▶ What you will do
1. In the speaker diarization passage below, why are the first and last diarized segments removed before the RTTM file is written? Answer in one to three sentences.
2. Translate this sentence from the speaker diarization passage below into German: "If you look at the groundtruth file, you will recognize that these segments are not included."
3. Proceed with the speaker diarization passage below, starting after its final line.

>> Begin Passage to read

I then loop through each diarized segment and write to an RTTM file. Before I do so, I manually remove the first and last diarized segment, which corresponds to chair speech. If you look at the groundtruth file, you will recognize that these segments are not included. This is not urgent at this stage, but when we make pairwise comparisons across acoustic features, we need to link *one* diarized segment to *one* groundtruth segment in a 1:1 match.

In [None]:
# Write output to an RTTM-file by looping through each diarized segment
dia_rttm = []
for i, v  in enumerate(diarized[1:-1]):
    start = round(float(v[1]), 2)
    end = round(float(v[2]), 2)

    # Join each line as a string
    dia_rttm.append(' '.join(['SPEAKER ' +
                      '57-17-class' +
                      ' 1',
                      str(start),
                      str(round(end-start, 1)),
                      '<NA> <NA>',
                      v[0],
                      '<NA> <NA>']))

# Writing
with open(os.path.join(output_dir, '57-17-prediction.rttm'), 'w') as f:
    for d in dia_rttm:
        f.write('%s\n' % d)

#### Exercise 1.4

To compare the results of the automated annotations and a groundtruth, I use the Diarization Error Rate (DER), which is bounded between 0 and 1. The lower the DER, the better. I test the results using three different values of `collar`, which controls the allowed annotation error. I specify `collar`=[0.0, 0.5, 1.0]

In [None]:
# Load in DER metric and function to load RTTM files
from pyannote.database.util import load_rttm
from pyannote.metrics.diarization import DiarizationErrorRate

# Specify collar ranges
collars = [0.0, 0.5, 1.0]

In [None]:
# Load the RTTM-files
prediction_withoutspeaker = load_rttm(os.path.join(output_dir, '57-17-prediction.rttm'))['57-17-class']
groundtruth_withoutspeaker = load_rttm('/content/css_fall2023/data/audio/class11/57-17-groundtruth-withspeaker.rttm')['57-17-class']
# Compute the DER
der_dict = {}
for collar in collars:
  print(f"Error margin: {collar} seconds")

>> End Passage to read
>> Begin Extracted data

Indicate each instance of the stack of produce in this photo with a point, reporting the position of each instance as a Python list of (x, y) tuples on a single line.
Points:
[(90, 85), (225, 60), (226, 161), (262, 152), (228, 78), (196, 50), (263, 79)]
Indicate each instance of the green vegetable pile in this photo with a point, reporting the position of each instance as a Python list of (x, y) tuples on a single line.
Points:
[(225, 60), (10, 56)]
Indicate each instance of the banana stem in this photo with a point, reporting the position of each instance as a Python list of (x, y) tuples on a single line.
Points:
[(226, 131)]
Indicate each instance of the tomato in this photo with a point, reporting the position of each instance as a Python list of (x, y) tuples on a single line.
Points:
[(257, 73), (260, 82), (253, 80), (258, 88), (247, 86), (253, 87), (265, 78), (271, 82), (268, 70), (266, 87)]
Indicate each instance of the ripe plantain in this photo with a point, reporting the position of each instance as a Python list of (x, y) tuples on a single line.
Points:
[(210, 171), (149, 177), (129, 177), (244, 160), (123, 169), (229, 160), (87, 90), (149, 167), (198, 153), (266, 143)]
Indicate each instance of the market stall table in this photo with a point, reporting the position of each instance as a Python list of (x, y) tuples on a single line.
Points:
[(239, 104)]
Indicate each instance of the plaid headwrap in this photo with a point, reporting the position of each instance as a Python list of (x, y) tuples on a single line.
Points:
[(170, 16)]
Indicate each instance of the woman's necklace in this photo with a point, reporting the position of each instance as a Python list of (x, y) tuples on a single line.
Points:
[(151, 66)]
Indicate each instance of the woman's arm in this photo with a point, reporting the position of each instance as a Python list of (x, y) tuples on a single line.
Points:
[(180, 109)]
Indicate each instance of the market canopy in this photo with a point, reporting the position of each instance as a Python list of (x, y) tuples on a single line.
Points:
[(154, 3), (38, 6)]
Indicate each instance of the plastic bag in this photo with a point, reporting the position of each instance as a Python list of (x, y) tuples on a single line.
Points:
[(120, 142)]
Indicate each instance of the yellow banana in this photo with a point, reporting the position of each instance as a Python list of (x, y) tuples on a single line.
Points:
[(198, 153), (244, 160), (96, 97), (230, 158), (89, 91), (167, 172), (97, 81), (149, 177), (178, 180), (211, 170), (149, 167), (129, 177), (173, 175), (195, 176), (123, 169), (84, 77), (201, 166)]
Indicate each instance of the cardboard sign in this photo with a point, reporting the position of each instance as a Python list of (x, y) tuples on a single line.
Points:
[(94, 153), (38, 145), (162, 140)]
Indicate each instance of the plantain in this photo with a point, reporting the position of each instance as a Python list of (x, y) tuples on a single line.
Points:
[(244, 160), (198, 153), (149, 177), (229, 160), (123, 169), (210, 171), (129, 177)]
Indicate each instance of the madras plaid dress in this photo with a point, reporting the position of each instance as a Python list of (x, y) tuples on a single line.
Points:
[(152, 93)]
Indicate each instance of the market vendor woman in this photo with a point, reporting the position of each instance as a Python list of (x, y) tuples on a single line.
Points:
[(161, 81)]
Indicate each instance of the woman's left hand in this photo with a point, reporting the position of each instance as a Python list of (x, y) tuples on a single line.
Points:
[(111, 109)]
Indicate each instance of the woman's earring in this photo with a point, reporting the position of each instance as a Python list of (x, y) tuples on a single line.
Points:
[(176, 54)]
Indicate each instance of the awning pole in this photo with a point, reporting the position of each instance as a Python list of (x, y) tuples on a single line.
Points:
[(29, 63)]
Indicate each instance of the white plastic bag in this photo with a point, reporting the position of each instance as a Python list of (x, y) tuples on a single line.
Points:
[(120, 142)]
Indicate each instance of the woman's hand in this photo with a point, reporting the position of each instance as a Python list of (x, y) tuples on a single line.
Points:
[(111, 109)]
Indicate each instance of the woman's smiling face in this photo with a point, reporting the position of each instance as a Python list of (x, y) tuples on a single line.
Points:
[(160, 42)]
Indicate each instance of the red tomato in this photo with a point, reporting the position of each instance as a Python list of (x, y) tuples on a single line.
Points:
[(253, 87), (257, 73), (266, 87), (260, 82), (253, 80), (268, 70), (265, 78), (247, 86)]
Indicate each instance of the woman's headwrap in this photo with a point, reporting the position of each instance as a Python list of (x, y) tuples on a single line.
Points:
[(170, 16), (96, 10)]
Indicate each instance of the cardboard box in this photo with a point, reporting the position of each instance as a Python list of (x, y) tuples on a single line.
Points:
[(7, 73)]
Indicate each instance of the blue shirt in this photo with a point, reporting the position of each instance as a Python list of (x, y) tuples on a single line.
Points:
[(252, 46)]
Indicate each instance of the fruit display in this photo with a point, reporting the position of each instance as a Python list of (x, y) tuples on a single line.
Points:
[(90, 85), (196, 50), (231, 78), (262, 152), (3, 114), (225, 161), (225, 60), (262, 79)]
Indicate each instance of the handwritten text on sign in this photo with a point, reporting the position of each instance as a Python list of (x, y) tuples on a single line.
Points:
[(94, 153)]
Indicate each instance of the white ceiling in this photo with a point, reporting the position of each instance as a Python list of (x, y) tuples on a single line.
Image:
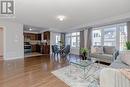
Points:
[(42, 13)]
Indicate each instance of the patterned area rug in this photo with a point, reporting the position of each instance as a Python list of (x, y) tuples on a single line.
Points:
[(74, 76)]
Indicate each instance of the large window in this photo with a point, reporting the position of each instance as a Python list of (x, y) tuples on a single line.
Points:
[(73, 39), (113, 35), (57, 39), (96, 38), (109, 36)]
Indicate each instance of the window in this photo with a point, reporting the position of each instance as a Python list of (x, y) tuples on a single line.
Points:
[(113, 35), (96, 38), (123, 37), (57, 39), (73, 39), (109, 36)]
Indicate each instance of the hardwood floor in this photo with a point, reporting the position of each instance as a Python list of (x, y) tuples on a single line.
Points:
[(33, 72)]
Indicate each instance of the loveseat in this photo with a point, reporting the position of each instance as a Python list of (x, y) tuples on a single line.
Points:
[(108, 54)]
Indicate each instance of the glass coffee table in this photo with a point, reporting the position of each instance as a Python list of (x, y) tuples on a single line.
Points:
[(85, 65)]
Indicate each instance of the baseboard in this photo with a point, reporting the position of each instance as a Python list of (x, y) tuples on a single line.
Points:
[(14, 58)]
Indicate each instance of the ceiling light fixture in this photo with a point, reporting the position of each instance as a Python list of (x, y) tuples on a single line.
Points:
[(61, 17)]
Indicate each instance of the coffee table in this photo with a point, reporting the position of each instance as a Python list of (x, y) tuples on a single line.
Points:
[(86, 65)]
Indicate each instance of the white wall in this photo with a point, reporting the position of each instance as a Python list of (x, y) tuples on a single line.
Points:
[(1, 42), (52, 39), (13, 40)]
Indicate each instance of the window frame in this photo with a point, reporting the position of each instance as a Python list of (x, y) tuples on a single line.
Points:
[(117, 32)]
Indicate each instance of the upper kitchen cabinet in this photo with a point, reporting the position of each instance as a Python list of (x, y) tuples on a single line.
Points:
[(46, 35), (38, 36), (32, 36)]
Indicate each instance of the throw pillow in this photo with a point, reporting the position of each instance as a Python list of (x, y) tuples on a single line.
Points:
[(97, 49), (125, 57)]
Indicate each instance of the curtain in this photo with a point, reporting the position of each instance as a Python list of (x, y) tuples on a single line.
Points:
[(81, 39), (89, 38), (128, 30)]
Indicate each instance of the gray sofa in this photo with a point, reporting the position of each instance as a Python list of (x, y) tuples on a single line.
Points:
[(118, 64), (109, 54)]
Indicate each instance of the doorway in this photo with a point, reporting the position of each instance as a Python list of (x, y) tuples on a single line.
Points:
[(1, 43)]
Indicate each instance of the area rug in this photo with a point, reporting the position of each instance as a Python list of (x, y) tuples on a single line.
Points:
[(73, 75)]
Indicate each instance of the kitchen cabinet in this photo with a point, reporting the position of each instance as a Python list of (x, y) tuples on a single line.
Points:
[(46, 35), (33, 48), (32, 36), (45, 49)]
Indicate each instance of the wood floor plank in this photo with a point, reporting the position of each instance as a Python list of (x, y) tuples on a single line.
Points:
[(33, 71)]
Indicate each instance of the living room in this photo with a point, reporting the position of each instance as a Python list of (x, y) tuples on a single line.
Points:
[(64, 43)]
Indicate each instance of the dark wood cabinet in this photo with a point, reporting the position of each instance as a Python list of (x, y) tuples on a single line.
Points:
[(33, 48), (47, 35), (38, 36), (38, 48), (32, 36), (45, 49)]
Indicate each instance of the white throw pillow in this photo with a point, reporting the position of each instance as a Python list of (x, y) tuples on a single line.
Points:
[(125, 57), (93, 49), (97, 49)]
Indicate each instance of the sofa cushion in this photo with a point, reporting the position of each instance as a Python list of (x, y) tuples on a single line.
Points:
[(97, 49), (109, 49), (125, 57), (119, 64), (101, 56)]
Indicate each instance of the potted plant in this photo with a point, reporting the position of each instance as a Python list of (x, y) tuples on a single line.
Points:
[(84, 52), (128, 45)]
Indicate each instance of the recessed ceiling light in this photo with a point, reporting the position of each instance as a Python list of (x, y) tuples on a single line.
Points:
[(61, 17)]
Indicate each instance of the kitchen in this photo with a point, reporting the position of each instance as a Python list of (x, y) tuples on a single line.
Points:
[(36, 43)]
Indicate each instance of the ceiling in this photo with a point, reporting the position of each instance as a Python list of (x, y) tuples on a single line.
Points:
[(43, 13)]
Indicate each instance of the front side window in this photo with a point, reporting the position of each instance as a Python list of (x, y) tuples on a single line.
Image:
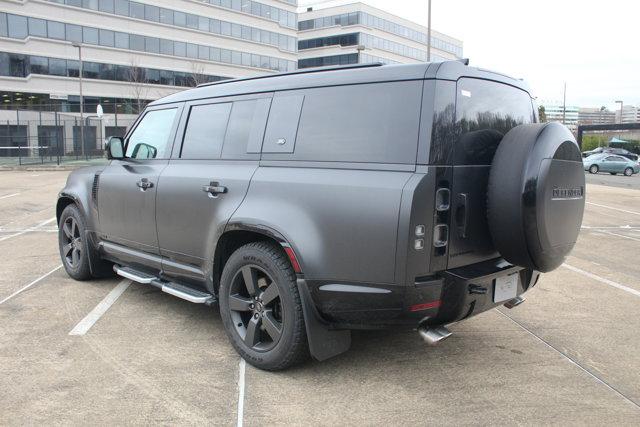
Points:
[(150, 139), (205, 131)]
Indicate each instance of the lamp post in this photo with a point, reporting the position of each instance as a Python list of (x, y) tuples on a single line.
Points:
[(621, 110), (79, 46), (429, 32)]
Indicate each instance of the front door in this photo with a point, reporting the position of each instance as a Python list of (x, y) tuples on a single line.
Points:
[(127, 188), (206, 180)]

>> End Extracted data

▶ Replies
1. The first and last diarized segments correspond to chair speech, which the groundtruth file does not include. They are removed so that, when pairwise comparisons across acoustic features are made, each diarized segment can be linked to exactly one groundtruth segment in a 1:1 match.

2. Wenn Sie sich die Groundtruth-Datei ansehen, werden Sie erkennen, dass diese Segmente nicht enthalten sind.

3.
  metric = DiarizationErrorRate(collar=collar, skip_overlap=True)
  der = metric(groundtruth_withoutspeaker, prediction_withoutspeaker, detailed=True)
  der_dict[str(collar)] = der

In [None]:
# Convert DER results to a pandas dataframe to represent it as a table
import pandas as pd
der_df = pd.DataFrame(der_dict)
der_df

The overall diarization error is very low across each of the three error margins ranging from 6.53% to 2.99%f when using an error margin of $1.0$ seconds compared to no margin at all ($0.0$ seconds). The differences arises almost entirely due to differences in the false alarm. This means that the annotations assign portions of the signal as a speech while in fact is not.

Based on the small differences, we expect minor differences in the estimation of acoustic features.

#### Exercise 1.5

I now split the diarized segments into individual audio files based on the generated timestamps.


In [None]:
# Define function that splits an audio file based on provided timestamps in a
# RTTM file. Note that each segments must be formatted exactly as a RTTM file
# work due to the indexing.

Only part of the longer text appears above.